======== DATA PROVIDED
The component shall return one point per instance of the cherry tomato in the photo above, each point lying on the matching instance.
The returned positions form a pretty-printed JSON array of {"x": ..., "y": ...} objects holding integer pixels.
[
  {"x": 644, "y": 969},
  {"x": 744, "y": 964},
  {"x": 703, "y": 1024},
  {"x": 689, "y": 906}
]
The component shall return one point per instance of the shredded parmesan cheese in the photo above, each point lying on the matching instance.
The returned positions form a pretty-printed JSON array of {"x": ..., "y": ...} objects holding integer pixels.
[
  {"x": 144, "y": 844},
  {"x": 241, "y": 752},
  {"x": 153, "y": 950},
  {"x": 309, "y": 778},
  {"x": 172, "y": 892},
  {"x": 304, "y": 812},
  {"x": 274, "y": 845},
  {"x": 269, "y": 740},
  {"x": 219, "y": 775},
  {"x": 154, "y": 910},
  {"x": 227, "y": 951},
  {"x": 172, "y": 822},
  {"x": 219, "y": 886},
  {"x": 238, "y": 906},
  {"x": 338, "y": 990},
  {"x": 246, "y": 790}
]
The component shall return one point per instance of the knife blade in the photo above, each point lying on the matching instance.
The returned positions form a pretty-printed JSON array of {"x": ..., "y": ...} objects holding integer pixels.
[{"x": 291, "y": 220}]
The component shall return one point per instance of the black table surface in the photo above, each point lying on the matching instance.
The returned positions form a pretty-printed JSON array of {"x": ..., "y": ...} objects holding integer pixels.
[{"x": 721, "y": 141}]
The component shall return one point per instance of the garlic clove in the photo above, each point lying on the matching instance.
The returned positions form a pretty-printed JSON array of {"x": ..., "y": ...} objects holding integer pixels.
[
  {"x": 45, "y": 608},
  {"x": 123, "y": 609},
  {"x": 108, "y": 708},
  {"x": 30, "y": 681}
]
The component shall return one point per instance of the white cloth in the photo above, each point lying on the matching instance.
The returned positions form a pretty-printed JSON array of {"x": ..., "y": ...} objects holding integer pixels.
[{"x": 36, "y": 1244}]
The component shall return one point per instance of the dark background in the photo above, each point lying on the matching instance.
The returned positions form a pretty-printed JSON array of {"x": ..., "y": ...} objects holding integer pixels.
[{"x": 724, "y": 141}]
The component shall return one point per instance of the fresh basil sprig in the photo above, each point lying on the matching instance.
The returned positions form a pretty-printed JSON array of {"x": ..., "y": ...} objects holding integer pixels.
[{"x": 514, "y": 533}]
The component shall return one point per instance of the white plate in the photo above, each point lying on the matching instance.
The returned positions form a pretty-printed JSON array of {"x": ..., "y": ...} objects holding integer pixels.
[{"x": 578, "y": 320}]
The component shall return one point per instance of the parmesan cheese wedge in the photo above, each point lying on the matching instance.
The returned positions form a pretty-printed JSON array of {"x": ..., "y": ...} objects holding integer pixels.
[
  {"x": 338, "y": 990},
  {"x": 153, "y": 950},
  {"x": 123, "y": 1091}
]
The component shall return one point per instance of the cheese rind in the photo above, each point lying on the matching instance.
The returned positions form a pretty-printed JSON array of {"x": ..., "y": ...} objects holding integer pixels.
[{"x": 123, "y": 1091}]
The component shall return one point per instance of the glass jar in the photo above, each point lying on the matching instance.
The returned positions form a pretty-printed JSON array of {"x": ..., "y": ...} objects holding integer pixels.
================
Repeat the line containing "of the parmesan" and all subsequent lines through the final line of the data, exactly and with no others.

The component shall return one point per instance of the parmesan cheese wedge in the photo above, each point lying on the matching instance.
The returned positions form a pretty-printed JSON array of {"x": ..., "y": ...} objects holding integer pixels.
[
  {"x": 338, "y": 990},
  {"x": 153, "y": 950},
  {"x": 123, "y": 1091}
]
The component shall return one point per instance of the cheese rind in the photo above, each point lying on the matching instance.
The returned positions form a pretty-printed JSON array of {"x": ..., "y": ...} objects holding integer pixels.
[{"x": 123, "y": 1091}]
The component shall return one point per instance of the glass jar in the photo above, each point lying on the matching instance.
The returned positions form a pretty-printed JSON array of {"x": ..., "y": ...} objects holding integer pixels.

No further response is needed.